Stored items from a collection:
-- -- --

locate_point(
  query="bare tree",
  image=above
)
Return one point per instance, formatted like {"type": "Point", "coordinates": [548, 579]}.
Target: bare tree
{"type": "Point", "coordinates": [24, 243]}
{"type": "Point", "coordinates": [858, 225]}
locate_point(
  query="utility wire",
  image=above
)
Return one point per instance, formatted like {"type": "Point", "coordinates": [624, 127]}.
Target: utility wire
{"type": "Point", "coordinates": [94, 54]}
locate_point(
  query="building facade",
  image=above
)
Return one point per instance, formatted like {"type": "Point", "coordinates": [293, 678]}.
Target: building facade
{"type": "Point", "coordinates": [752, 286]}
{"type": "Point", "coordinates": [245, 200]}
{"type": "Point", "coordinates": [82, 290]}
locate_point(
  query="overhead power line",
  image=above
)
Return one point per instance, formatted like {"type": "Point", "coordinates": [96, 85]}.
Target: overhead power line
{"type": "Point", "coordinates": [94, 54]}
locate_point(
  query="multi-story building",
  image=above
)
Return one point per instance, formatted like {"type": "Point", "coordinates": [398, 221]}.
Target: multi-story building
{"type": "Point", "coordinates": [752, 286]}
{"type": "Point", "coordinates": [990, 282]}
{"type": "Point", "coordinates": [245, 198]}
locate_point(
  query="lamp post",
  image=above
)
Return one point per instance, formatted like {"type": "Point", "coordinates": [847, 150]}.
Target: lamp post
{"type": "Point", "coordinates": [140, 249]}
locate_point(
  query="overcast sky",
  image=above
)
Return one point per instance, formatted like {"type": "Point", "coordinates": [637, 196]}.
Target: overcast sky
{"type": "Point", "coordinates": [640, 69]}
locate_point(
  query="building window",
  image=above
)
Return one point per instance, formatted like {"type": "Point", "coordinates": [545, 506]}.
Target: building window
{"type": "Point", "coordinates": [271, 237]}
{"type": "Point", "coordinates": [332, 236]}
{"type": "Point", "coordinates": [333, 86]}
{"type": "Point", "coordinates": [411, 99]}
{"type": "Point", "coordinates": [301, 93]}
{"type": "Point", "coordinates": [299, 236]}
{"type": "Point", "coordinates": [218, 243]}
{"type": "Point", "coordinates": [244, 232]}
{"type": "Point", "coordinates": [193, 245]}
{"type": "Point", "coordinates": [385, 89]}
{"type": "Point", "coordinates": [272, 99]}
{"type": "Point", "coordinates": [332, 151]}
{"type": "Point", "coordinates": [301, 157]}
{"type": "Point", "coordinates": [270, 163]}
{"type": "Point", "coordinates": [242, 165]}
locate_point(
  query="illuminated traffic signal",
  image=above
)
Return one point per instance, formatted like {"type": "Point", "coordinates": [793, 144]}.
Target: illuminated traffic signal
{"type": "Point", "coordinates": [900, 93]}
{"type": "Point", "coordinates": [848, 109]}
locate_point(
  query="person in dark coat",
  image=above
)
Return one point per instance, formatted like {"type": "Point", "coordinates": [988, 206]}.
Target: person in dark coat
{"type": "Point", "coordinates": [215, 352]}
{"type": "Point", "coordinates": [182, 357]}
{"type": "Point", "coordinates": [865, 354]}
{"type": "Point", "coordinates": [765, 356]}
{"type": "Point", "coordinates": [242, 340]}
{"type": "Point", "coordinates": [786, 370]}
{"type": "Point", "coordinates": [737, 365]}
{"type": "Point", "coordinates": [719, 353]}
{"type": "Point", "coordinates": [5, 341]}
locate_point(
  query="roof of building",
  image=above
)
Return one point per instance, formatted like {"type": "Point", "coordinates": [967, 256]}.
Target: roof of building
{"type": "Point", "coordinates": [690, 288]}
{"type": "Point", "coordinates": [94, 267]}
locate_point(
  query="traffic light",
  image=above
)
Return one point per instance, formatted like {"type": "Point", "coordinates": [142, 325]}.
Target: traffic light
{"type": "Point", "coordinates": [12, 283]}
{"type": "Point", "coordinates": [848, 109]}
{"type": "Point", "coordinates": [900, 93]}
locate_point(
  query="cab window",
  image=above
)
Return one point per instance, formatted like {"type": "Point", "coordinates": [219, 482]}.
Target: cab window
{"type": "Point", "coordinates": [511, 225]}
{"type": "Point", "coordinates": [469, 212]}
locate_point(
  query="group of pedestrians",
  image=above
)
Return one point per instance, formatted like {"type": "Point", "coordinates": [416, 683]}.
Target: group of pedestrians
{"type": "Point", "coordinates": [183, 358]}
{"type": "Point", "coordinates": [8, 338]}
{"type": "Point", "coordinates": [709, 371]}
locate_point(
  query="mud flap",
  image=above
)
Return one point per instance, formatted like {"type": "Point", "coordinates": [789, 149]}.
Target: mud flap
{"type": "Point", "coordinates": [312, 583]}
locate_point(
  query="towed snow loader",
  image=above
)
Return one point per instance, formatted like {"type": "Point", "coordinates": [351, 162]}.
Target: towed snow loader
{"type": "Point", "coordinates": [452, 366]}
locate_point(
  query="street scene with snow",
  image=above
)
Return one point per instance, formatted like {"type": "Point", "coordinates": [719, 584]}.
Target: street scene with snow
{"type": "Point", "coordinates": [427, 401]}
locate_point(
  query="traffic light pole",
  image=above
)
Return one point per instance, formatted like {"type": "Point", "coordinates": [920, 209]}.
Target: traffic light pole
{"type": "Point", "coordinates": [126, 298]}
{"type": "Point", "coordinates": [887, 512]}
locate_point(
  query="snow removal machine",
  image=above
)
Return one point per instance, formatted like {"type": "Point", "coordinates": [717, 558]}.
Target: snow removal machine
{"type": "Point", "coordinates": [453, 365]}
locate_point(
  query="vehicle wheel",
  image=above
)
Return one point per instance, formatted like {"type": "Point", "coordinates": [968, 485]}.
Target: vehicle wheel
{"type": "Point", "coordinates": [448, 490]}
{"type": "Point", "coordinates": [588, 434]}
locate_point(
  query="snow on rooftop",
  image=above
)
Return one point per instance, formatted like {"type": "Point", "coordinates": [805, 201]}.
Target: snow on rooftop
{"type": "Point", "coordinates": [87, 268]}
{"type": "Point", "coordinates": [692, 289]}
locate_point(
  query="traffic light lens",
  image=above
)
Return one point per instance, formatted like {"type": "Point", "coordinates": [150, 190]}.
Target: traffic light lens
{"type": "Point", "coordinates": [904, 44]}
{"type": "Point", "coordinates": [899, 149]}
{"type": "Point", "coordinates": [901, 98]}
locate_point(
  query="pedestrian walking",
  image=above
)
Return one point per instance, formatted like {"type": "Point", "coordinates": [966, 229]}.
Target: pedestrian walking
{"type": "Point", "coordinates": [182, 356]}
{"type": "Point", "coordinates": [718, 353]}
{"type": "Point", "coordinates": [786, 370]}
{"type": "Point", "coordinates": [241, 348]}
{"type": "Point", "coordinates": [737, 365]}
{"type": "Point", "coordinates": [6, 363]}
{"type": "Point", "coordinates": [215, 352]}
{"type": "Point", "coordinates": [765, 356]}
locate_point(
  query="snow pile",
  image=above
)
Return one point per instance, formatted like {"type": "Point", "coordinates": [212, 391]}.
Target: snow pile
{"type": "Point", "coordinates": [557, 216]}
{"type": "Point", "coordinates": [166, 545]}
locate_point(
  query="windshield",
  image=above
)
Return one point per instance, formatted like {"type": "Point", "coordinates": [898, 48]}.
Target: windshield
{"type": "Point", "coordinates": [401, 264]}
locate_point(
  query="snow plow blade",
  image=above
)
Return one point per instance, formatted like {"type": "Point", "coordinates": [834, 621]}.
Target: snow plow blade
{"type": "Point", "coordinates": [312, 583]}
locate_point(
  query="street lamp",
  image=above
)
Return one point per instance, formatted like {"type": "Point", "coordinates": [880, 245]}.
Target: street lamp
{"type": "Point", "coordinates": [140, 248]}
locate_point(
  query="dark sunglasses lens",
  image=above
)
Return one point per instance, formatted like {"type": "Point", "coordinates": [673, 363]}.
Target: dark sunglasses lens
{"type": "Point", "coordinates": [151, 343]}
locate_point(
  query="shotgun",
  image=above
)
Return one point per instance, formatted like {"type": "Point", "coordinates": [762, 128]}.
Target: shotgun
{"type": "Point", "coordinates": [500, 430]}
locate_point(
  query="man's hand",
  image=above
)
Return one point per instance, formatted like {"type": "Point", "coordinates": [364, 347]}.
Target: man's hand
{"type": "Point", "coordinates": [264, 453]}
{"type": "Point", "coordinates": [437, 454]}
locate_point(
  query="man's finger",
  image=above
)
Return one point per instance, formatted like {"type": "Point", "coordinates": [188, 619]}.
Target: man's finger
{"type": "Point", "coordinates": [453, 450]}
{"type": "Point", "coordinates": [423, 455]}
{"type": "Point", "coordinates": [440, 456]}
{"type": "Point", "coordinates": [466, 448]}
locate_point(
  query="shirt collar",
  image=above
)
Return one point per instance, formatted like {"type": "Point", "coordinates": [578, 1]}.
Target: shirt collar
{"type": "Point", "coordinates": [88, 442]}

-- -- --

Show every line in the listing that contains the word "street".

  query="street scene with snow",
Target: street scene with snow
  query="street lamp",
Target: street lamp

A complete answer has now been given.